WHAT YOU NEED TO DO: List every line of the entries below that contains the string "shrub", copying each line in full and matching case exactly.

--- START GIVEN RECORDS ---

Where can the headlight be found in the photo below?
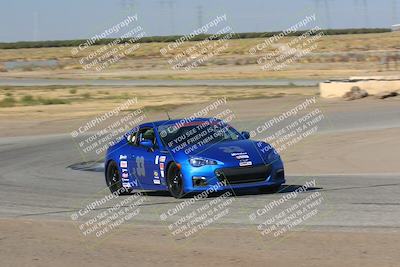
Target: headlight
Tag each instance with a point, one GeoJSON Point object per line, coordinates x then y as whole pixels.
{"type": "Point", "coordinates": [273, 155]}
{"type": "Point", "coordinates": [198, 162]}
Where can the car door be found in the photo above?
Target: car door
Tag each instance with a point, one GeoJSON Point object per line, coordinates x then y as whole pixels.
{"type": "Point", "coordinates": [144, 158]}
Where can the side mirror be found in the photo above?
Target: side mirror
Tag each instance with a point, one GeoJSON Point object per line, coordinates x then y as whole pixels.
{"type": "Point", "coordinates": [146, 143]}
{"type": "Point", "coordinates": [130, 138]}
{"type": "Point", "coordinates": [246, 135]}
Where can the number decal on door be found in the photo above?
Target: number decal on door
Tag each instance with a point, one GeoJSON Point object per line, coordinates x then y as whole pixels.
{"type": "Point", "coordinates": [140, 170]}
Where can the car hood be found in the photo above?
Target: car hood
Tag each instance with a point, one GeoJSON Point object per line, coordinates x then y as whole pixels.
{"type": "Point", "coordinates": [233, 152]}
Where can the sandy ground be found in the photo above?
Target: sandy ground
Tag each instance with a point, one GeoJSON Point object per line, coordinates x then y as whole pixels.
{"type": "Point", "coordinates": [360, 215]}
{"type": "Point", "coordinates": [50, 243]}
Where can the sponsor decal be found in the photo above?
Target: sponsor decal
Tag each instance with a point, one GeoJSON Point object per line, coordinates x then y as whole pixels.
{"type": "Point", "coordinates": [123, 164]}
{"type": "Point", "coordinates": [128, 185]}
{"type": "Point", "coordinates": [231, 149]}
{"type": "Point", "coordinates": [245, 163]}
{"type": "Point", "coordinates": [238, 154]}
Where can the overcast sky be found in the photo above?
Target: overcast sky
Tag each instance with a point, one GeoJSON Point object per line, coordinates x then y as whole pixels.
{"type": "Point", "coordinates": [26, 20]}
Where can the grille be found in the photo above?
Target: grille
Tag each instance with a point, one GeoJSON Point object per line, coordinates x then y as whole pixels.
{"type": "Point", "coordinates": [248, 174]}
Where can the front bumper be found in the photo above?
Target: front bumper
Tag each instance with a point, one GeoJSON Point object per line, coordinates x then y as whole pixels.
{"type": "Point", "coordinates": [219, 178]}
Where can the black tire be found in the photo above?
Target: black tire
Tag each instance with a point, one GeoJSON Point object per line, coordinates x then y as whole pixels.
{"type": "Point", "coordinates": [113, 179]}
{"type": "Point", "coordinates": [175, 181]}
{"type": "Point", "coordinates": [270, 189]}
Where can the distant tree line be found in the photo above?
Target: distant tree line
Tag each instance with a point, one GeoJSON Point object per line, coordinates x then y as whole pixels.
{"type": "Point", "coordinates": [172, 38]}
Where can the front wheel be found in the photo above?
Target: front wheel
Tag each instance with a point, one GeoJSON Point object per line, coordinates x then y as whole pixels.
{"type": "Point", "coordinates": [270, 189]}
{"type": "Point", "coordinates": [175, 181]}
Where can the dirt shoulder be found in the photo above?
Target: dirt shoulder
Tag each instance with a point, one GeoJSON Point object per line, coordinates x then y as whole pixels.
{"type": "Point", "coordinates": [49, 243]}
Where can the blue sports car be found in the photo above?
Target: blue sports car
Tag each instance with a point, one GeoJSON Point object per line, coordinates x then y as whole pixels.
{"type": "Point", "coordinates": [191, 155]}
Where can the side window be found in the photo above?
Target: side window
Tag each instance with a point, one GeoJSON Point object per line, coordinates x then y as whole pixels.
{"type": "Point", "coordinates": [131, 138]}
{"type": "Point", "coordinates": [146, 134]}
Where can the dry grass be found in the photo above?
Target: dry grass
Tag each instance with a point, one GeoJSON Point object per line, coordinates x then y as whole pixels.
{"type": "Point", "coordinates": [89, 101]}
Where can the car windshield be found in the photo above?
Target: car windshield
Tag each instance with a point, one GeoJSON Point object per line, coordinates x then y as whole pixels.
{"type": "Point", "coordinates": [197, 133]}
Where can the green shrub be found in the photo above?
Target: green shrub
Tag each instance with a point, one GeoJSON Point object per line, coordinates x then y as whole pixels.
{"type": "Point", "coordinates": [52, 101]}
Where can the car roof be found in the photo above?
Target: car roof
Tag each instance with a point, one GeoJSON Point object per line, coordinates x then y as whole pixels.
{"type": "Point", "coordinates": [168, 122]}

--- END GIVEN RECORDS ---
--- START GIVEN RECORDS ---

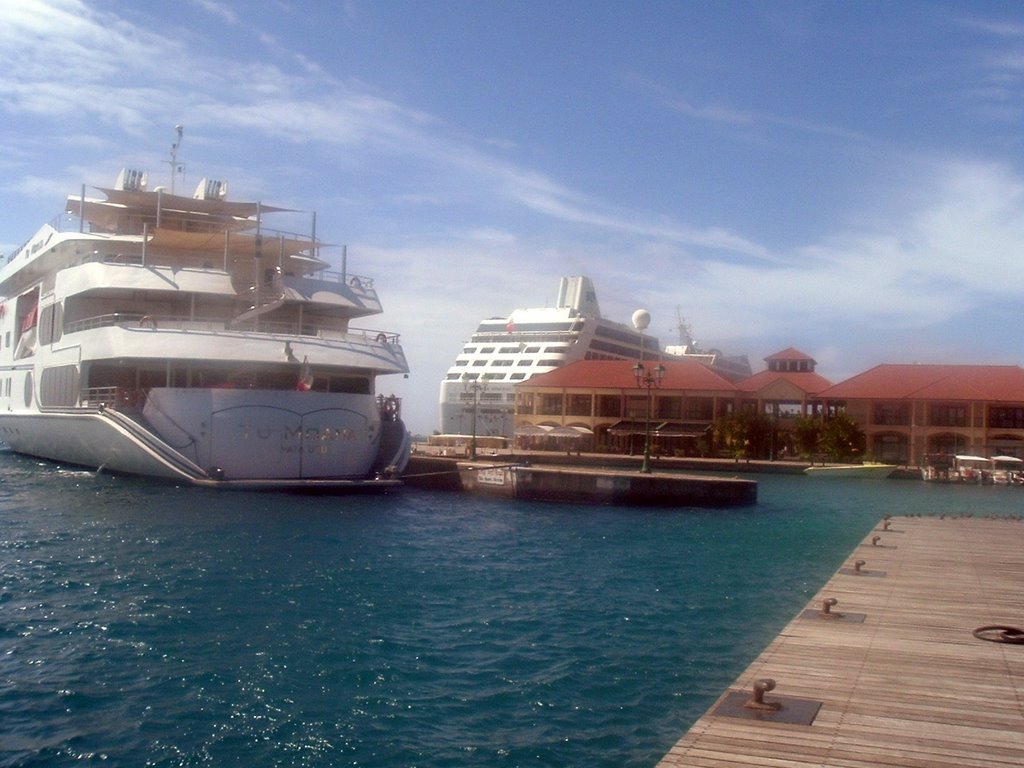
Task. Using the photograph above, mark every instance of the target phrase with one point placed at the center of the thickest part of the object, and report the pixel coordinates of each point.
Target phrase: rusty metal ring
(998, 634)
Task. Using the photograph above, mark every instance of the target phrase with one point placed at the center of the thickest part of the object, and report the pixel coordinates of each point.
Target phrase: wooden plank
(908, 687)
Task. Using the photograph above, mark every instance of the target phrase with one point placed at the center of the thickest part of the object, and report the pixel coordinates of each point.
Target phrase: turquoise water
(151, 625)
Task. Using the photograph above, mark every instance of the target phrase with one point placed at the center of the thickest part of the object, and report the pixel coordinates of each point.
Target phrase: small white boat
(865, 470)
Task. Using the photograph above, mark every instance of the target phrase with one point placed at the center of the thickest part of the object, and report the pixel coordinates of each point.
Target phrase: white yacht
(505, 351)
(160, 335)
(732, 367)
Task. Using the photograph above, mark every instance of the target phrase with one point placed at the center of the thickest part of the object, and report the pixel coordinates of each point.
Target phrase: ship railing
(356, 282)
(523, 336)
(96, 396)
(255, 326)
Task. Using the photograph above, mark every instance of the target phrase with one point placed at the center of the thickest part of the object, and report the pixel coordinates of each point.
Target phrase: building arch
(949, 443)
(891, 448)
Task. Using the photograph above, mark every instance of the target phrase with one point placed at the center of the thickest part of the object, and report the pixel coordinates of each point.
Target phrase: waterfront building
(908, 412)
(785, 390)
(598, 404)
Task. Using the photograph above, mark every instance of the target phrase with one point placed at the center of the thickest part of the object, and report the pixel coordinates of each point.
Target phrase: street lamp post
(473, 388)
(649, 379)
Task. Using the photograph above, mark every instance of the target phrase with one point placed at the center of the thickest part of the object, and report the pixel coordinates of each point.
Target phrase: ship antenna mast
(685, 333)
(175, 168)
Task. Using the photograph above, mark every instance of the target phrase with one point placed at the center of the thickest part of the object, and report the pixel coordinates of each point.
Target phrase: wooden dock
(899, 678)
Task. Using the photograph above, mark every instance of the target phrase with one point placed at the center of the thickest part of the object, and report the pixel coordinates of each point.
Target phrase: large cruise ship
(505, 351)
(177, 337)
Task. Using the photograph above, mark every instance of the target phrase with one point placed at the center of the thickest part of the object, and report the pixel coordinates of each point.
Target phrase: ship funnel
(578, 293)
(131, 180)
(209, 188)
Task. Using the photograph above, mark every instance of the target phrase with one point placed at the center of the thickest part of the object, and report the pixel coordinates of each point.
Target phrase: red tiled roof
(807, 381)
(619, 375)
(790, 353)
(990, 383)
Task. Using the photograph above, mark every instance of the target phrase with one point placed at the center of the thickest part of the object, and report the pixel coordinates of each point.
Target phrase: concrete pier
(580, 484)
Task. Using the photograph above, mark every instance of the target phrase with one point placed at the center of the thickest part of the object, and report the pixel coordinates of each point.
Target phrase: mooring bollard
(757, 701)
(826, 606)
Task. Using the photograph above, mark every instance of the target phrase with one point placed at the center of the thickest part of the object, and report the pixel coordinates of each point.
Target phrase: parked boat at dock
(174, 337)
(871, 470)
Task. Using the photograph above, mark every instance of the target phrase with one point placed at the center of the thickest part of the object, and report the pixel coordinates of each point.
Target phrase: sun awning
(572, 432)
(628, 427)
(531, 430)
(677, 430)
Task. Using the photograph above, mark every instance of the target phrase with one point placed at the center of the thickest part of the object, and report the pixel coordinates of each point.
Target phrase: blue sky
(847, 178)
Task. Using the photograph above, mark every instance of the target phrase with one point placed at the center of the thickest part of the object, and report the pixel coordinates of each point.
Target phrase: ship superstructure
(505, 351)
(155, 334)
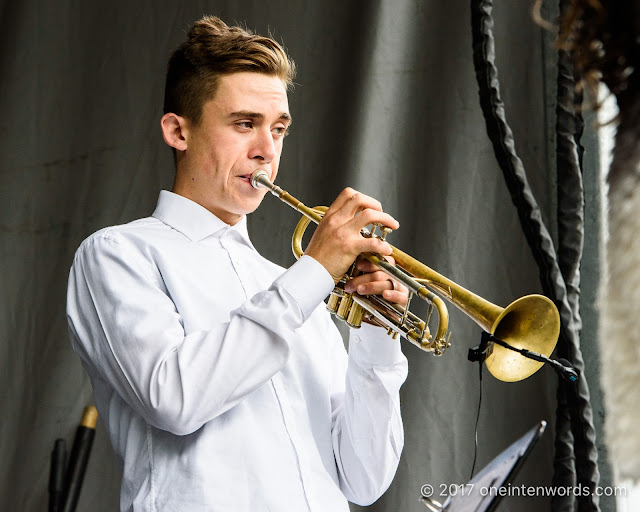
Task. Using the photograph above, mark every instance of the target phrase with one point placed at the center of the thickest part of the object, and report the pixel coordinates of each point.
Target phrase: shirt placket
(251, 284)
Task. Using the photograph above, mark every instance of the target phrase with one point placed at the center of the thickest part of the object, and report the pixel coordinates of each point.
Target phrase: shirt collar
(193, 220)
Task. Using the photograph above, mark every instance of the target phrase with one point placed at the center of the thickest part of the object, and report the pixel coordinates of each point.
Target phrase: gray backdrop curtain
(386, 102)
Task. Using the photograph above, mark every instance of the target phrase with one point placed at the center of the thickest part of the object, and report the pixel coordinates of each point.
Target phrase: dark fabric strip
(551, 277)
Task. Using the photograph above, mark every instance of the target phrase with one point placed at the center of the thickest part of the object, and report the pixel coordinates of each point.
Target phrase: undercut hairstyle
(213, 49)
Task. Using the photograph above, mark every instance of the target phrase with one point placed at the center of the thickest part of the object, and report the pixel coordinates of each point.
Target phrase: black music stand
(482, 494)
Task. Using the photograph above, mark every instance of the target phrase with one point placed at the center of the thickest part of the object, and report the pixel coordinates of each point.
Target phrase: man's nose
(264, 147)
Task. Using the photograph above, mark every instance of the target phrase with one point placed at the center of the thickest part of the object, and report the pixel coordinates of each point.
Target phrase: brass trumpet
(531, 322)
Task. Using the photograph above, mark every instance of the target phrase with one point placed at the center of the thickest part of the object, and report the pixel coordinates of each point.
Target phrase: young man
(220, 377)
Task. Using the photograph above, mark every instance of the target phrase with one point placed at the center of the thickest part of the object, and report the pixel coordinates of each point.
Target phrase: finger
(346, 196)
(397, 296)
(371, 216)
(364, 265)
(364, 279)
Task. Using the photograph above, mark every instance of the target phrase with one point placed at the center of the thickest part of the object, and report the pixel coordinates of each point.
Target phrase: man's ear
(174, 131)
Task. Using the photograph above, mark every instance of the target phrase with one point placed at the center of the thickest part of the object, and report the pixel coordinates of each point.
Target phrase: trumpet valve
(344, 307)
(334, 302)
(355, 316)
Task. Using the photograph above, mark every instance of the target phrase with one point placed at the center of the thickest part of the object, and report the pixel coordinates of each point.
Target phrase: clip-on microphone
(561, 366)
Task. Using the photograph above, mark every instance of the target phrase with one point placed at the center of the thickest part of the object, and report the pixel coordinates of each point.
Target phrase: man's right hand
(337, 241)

--- END GIVEN RECORDS ---

RESULT OF THIS EXERCISE:
Where can the green shrub be found in the photo above?
Target: green shrub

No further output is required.